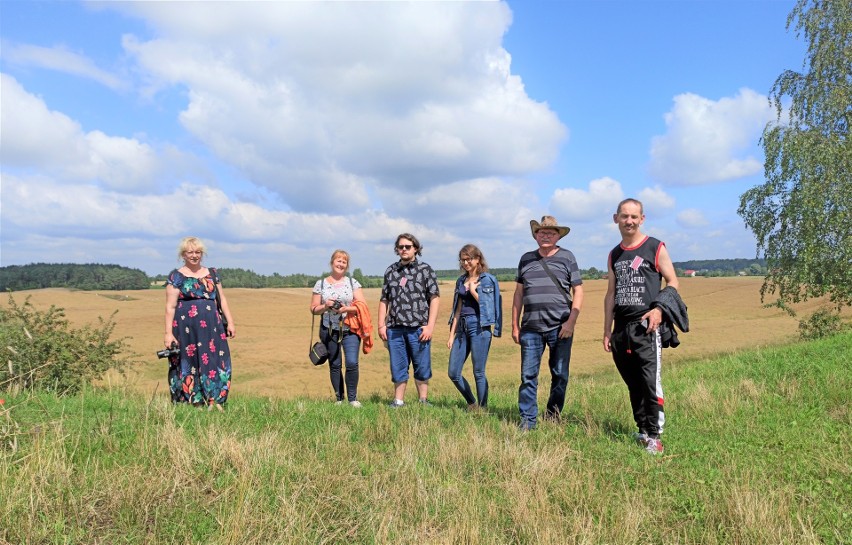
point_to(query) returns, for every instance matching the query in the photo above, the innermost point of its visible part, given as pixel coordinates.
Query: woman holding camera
(198, 324)
(334, 296)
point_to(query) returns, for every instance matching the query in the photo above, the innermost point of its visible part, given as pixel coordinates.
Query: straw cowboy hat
(548, 222)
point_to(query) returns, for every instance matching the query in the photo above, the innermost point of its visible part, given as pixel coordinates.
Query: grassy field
(757, 452)
(274, 329)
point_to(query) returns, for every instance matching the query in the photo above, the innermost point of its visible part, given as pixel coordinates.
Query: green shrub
(41, 351)
(822, 323)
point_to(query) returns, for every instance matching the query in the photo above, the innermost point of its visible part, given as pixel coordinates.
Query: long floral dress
(201, 373)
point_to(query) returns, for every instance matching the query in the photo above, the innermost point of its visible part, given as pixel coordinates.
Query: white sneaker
(654, 446)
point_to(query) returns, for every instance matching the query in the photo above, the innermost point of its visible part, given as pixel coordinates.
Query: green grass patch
(757, 451)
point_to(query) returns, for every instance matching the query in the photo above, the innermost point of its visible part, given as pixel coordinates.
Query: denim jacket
(490, 302)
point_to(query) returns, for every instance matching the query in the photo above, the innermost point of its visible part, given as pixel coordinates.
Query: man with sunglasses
(408, 310)
(549, 289)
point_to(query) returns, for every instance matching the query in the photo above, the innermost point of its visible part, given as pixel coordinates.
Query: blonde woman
(334, 297)
(200, 368)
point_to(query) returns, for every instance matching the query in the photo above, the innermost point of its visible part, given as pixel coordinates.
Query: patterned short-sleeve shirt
(343, 291)
(407, 290)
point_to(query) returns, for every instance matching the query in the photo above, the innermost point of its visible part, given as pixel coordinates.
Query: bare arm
(666, 268)
(455, 324)
(226, 310)
(609, 307)
(382, 320)
(171, 303)
(426, 334)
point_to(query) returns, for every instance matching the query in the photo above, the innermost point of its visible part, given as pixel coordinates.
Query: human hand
(567, 330)
(654, 318)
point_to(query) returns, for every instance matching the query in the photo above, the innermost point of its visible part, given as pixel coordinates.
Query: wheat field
(274, 332)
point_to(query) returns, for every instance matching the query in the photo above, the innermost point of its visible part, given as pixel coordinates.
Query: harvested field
(274, 328)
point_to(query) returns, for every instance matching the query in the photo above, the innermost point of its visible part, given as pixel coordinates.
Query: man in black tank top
(635, 270)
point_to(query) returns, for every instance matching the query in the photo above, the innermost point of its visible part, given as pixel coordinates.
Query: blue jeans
(471, 340)
(350, 344)
(532, 349)
(404, 347)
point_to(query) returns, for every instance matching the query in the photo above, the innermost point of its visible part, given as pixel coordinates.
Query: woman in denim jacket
(477, 316)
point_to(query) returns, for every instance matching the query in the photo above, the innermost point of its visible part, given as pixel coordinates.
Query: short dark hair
(412, 238)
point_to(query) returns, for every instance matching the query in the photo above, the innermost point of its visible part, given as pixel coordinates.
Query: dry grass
(274, 327)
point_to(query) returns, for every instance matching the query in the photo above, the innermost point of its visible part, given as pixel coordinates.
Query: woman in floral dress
(200, 371)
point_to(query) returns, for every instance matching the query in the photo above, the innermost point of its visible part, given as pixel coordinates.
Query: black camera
(173, 350)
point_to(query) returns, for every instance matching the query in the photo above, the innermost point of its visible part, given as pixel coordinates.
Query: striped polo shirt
(545, 307)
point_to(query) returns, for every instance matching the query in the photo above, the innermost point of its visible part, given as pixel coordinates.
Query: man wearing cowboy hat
(549, 289)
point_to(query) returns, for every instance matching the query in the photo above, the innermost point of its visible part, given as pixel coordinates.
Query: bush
(822, 323)
(43, 352)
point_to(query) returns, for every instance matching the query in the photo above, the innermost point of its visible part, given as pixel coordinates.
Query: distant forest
(69, 275)
(115, 277)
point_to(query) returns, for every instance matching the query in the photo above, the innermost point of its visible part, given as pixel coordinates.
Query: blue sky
(280, 131)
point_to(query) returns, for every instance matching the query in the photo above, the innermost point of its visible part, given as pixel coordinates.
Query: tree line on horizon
(94, 276)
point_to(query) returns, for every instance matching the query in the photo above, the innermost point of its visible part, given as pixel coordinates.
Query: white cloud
(710, 141)
(655, 199)
(300, 96)
(579, 205)
(60, 59)
(35, 137)
(692, 218)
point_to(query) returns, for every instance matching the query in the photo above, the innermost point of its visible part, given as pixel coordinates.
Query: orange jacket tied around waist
(361, 324)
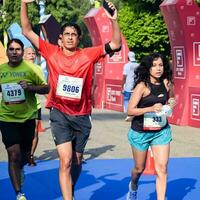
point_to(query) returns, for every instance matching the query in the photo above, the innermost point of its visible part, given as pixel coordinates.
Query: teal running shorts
(142, 140)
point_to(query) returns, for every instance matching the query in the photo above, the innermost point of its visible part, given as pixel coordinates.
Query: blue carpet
(105, 180)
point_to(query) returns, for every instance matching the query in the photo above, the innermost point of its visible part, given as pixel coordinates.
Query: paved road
(109, 139)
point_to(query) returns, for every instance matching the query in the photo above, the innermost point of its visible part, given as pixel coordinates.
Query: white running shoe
(132, 194)
(21, 196)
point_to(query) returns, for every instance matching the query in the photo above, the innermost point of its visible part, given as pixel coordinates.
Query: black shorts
(67, 128)
(18, 133)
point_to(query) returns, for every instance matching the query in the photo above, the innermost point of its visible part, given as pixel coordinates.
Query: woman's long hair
(142, 72)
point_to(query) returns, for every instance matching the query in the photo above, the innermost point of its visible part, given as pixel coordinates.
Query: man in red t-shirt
(70, 78)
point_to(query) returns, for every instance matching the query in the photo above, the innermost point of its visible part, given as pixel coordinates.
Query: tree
(144, 28)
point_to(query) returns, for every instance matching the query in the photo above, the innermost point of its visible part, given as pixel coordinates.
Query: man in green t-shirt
(19, 81)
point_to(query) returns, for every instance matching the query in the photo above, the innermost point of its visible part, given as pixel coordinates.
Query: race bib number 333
(69, 87)
(152, 121)
(13, 93)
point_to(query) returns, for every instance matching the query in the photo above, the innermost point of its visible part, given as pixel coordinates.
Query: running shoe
(32, 161)
(21, 196)
(132, 194)
(22, 177)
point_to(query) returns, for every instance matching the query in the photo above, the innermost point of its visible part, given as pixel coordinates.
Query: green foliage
(144, 31)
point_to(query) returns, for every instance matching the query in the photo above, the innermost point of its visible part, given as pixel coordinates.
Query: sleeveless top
(158, 94)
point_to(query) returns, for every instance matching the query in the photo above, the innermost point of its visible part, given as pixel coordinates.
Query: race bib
(69, 87)
(12, 93)
(152, 121)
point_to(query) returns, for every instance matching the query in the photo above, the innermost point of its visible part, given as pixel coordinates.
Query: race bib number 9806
(13, 93)
(152, 121)
(69, 87)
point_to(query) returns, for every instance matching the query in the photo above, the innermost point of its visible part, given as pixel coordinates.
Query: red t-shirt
(70, 77)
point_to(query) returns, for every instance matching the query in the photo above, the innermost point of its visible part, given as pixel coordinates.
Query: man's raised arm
(115, 43)
(26, 25)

**INSTRUCTIONS TO FOLLOW**:
The material above should be repeated word for word, with every picture omitted.

**TASK ANSWER**:
point_to(query) returns, for every instance matching the query in the photo above, the innermost point of its visible part, given as pixel coordinates.
Query: woman holding camera
(198, 324)
(334, 296)
point_to(query) returns, for every instance matching the query in the photo above, the innermost point of its visible part, given as pixel coordinates.
Query: straw cowboy hat
(548, 222)
point_to(query) returns, for every instance matching the query in the photo above, the innermost point of its visible part, given as pixel coordinates.
Query: grassy field
(757, 452)
(274, 329)
point_to(query) returns, for every instance matching the query in the photo above, the innermost point of its visible part, given as pixel coordinates.
Query: green shrub
(41, 351)
(822, 323)
point_to(query) returns, for every instance matching the query in the photo above, the innermost point of its visible part, given as pixel coordinates.
Query: long floral dress
(201, 373)
point_to(query) returns, for every instance matching the query in the photo above, the innermost point of its visible part, given as pixel coordinates.
Query: white sneaker
(654, 446)
point_to(query) returns, for every instance matching the query in the photo above, the innermost point of its visible part, given as pixel coordinates.
Query: green grass patch
(757, 451)
point_to(query) returns, for every instance matching the query in the photo above, the innermost point of its visible part, given as pixel coordinates.
Query: denim jacket
(490, 302)
point_to(query) returns, for every instance matching the query in the photo above, the innermost point of its visible part, given as pixel coordinates.
Query: man with sunglasses
(408, 310)
(549, 289)
point_to(query) returns, for every instance matching the query in the photo above, the innermost point of its visible part, given as pixel coordinates.
Query: blonde woman
(334, 297)
(200, 368)
point_to(query) returns, for every instance matching the query in the photo above, the innermost point of its visible part, given as pixel coordinates.
Query: patterned short-sleeve shirt
(343, 291)
(407, 290)
point_to(query) returns, for every instance matching the query in the photo above, the innermost point of its visible part, given as pixel coordinates.
Query: bare arm
(666, 268)
(455, 324)
(226, 310)
(609, 307)
(382, 320)
(171, 303)
(426, 334)
point_to(query) returns, for every instance matching the query in the photo above, the innermost point of its visible part, given as pixel coordinates.
Query: human hand
(567, 330)
(654, 318)
point_to(query) returns, for every instance matching the query in the photo above, the innermost point of its visible part, given as pixel coordinates.
Query: wheat field
(274, 332)
point_to(query) returns, for every instance matching the query in the photo above, the innermost point of its visible part, given as pixel coordinates.
Query: harvested field
(274, 328)
point_to(query) returns, for every instance matching the query in the photo above, the innermost point of its visible part, given as pixel coordinates.
Query: man in black tank top
(635, 270)
point_to(query) returns, for every instance matching the query in the photo above, the innermost point of its visible part, given as pixel coordinates.
Query: blue jeans
(471, 340)
(350, 344)
(532, 349)
(404, 347)
point_to(query) returns, for every instance matching the query in the photo above, the innermost point of its visible part, given as pixel coordinates.
Query: woman in denim jacket
(477, 316)
point_to(query) returns, for every instance matching the query in the photo above, the innermost point of its visible part, given as pixel coordinates.
Query: short dark hair
(412, 238)
point_to(query) returns, for every instance matching the query in the photo above, the innermost point of its visible part, given as pixel coordinates.
Query: dry grass
(274, 327)
point_to(query) returns, for every instance matching the query in the photo above, the innermost point of its visible part, given as pixel coordinates.
Query: woman in floral dress
(200, 371)
point_to(query) returns, for every instance matching the query in the photo above, the innermost point of its visible part, given as pixel coordinates.
Query: black camera
(173, 350)
point_to(query) returns, for every instance matching the query in the photo above, the innermost point of its visible part, given as pixel coordinates.
Query: striped polo shirt
(545, 307)
point_to(query) returns, for every instance matching the query in the photo above, the innermost point of its visible part, given as pixel coordinates.
Query: man wearing cowboy hat
(549, 289)
point_to(query) returns, for every instance matching the query in the photo above, the innermost point of its visible part, given as pixel coordinates.
Query: bush
(822, 323)
(43, 352)
point_to(query) returns, for every instance matching the query in the photo above, the innermost point of its visible part, given as pixel coordinates.
Query: distant forest
(69, 275)
(115, 277)
point_to(query) returns, for every instance matching the query in the photo above, the innermost point of its visible part, given as pixel coordinates.
Query: blue sky
(280, 131)
point_to(query) returns, for every instance matching the query in the photo above, the innermost point of its visible part, given as pixel coordinates.
Query: tree line on horizon
(94, 276)
point_to(query) returns, for every instance matching the query in the photo above, the innermost point of its visible part, given as pixel coordinates.
Query: white cloud
(710, 141)
(655, 199)
(300, 96)
(579, 205)
(60, 59)
(35, 137)
(692, 218)
point_to(query) returns, for every instance matching the query in the photo above, the innermost point of its visible part, given as pixel coordinates.
Query: orange jacket tied around waist
(361, 324)
point_to(query) returns, for every instance matching the query in the photo above, the innermost point of its visible part, given as pixel coordinates.
Query: teal running shorts
(142, 140)
point_to(query) returns, for every instance matching the query in the photo above, the innermost point of its visible part, given as pixel coordinates.
Query: blue carpet
(105, 180)
point_to(query) returns, for every instance matching the query in the photo above, the innermost point of its visible part, given as pixel coordinates.
Query: paved road
(109, 139)
point_to(query) returns, for every instance matching the query in the photo above, the innermost point of its visible part, given as pixel coordinates.
Query: white running shoe
(132, 194)
(21, 196)
point_to(query) returns, for every instance matching the query in the photo above, the innermost point of its visible part, given as pixel coordinates.
Query: black shorts
(67, 128)
(18, 133)
point_to(query) returns, for every instance matching the query in the photo above, the innermost point of its visible part, given as pixel coordinates.
Query: woman's long hair
(142, 72)
point_to(query) returns, for every instance matching the query in the photo above, the innermost point of its visible part, given as pixel coordinates.
Query: man in red t-shirt
(70, 78)
point_to(query) returns, for every instance matching the query in the photo above, the innermost point of its visible part, given as pixel coordinates.
Query: tree
(144, 28)
point_to(query) returns, for every instance matching the query in the photo above, the innermost point of its visible part, given as pixel coordinates.
Query: man in green t-shirt
(19, 81)
point_to(query) returns, for every instance matching the query in the photo above, the innermost point of its visible part, given as pixel coordinates.
Query: race bib number 333
(69, 87)
(152, 121)
(13, 93)
point_to(query) returns, for every instance matching the query in the photo above, the innermost point of its visible part, given as pixel coordinates.
Query: running shoe
(32, 161)
(21, 196)
(132, 194)
(22, 177)
point_to(query) returns, for every instance matching the query in the photo above, the innermost point of its visible part, given as pixel coordinates.
Query: green foliage
(144, 31)
point_to(query) returns, for every instance matching the query in the photo above, the innermost point of its visible part, given as pixel coordinates.
Query: sleeveless top
(158, 94)
point_to(query) returns, for every instance matching the query in the photo above, the innermost point of its visible part, given as pixel coordinates.
Query: race bib
(69, 87)
(12, 93)
(152, 121)
point_to(query) returns, for every instance matching the query in the photo above, the innermost point of its visible part, given as pixel coordinates.
Query: race bib number 9806
(13, 93)
(152, 121)
(69, 87)
point_to(query) returns, for every instance matching the query in the photo above, the innermost point of its visible part, given as pixel coordinates.
Query: red t-shirt
(70, 77)
point_to(query) returns, for every instance matching the query in the photo above, the innermost point of its visible part, given as pixel coordinates.
Query: man's raised arm
(115, 43)
(26, 25)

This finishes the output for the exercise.